**SOURCE TEXT:**

How would i show that f(x)=$\displaystyle x^3$-3$\displaystyle x^2$+17 is continuous on [-1,1]?
there is a theorem said if "f" and "g" continuous functions then f+g is continuous
so I'd like to split the function into three functions
$\displaystyle g(x) = x^3 $ , $\displaystyle h(x) = -3x^2 $ , $\displaystyle j(x) = 17 $
I will prove the first one and leave the others for you
given $\displaystyle \epsilon >0 $ and take $\displaystyle c \in [-1,1] $
we need to find delta depending on epsilon and x
$\displaystyle \mid x^3 - c^3 \mid $
$\displaystyle \mid (x-c)(x^2+cx+c^2) \mid$
$\displaystyle \mid (x-c)(x^2+cx+c^2) \mid \leq \mid x-c \mid \mid (x^2+cx+c^2) \mid $
$\displaystyle \mid x-c \mid \mid (x^2+cx+c^2) \mid < \epsilon$
$\displaystyle \delta \mid (x^2+cx+c^2) \mid < \epsilon$
choose $\displaystyle \delta = \frac{\epsilon }{(x^2+cx+c^2)} $
this delta works for any epsilon

Records
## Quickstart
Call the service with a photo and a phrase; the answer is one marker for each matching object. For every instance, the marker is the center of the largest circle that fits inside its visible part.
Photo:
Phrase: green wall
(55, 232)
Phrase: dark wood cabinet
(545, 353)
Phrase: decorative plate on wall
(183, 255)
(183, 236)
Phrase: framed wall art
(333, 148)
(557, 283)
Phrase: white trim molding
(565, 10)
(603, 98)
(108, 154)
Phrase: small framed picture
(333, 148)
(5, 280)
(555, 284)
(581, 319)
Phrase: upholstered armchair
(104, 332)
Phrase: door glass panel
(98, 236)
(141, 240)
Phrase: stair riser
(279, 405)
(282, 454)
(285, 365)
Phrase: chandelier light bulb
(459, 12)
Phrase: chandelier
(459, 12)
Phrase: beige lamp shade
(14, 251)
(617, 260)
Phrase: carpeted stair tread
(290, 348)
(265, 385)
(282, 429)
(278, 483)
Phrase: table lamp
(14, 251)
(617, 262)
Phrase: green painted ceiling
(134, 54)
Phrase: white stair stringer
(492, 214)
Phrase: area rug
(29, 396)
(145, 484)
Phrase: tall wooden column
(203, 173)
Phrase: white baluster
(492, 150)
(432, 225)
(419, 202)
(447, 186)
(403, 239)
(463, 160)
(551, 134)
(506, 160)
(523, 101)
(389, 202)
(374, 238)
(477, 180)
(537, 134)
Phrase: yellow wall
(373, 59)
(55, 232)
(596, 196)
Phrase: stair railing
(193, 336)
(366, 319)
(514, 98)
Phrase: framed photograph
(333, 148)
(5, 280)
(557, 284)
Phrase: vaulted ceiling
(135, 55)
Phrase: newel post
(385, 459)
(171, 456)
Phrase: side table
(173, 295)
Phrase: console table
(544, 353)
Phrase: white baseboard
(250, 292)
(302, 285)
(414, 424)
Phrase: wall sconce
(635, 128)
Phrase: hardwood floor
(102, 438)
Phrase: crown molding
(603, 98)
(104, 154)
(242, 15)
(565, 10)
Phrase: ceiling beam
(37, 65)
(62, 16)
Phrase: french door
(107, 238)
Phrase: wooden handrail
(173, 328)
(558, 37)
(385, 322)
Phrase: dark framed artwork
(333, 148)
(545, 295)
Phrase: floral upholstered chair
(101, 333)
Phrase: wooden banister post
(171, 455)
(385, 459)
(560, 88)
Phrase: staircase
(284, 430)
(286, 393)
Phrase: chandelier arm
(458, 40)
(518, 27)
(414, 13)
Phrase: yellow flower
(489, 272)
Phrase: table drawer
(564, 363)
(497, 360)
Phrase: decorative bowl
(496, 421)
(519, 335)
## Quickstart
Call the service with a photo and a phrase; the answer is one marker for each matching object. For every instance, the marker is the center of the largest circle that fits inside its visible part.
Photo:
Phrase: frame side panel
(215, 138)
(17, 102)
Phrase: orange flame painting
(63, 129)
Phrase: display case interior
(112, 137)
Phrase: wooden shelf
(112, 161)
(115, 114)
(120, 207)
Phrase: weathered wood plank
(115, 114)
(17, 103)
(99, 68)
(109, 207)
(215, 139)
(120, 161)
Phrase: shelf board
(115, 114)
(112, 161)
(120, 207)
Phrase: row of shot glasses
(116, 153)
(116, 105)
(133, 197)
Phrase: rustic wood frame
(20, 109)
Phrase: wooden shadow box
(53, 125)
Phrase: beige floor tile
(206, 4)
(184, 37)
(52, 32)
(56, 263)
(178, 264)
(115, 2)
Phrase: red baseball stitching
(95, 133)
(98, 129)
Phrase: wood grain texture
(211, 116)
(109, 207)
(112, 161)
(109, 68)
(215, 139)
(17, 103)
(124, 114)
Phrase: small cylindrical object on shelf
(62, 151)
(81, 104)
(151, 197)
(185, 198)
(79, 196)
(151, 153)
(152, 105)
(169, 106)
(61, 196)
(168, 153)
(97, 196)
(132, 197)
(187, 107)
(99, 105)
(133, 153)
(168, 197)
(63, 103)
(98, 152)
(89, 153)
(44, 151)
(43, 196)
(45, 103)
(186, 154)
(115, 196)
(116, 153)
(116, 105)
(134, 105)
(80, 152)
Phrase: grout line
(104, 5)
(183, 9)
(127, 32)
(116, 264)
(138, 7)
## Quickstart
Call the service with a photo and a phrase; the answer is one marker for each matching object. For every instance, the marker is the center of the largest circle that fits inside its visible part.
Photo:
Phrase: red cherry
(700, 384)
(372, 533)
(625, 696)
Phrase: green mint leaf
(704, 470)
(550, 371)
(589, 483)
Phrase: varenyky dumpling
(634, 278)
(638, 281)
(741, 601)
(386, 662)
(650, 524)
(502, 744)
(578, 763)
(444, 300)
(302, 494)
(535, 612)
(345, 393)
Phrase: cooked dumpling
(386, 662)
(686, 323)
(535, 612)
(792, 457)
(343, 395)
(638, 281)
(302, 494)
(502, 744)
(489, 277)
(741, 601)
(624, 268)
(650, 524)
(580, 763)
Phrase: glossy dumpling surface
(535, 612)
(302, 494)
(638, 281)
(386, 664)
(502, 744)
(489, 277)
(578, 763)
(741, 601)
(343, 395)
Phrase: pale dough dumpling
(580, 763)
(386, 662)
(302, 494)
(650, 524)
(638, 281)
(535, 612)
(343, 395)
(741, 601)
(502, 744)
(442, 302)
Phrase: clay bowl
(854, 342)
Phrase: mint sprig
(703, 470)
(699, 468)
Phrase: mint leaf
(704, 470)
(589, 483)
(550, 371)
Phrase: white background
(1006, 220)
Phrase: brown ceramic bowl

**GIVEN REQUEST 1:** In the continuity thread, which of the three split functions does the reply prove continuous?
**GIVEN REQUEST 2:** Can you translate this sentence from the continuity thread into Spanish: "I will prove the first one and leave the others for you"?
**GIVEN REQUEST 3:** Do these statements agree with the continuity thread? (a) The reply splits the function into three functions. (b) The reply proves every one of the split functions continuous. (c) The chosen delta is said to work for any epsilon.

**CORRECT RESULT 1:** The first one, g(x) = x^3.

**CORRECT RESULT 2:** Demostraré la primera y dejaré las demás para ti.

**CORRECT RESULT 3:**
(a) Yes: "so I'd like to split the function into three functions"
(b) No: "I will prove the first one and leave the others for you"
(c) Yes: "this delta works for any epsilon"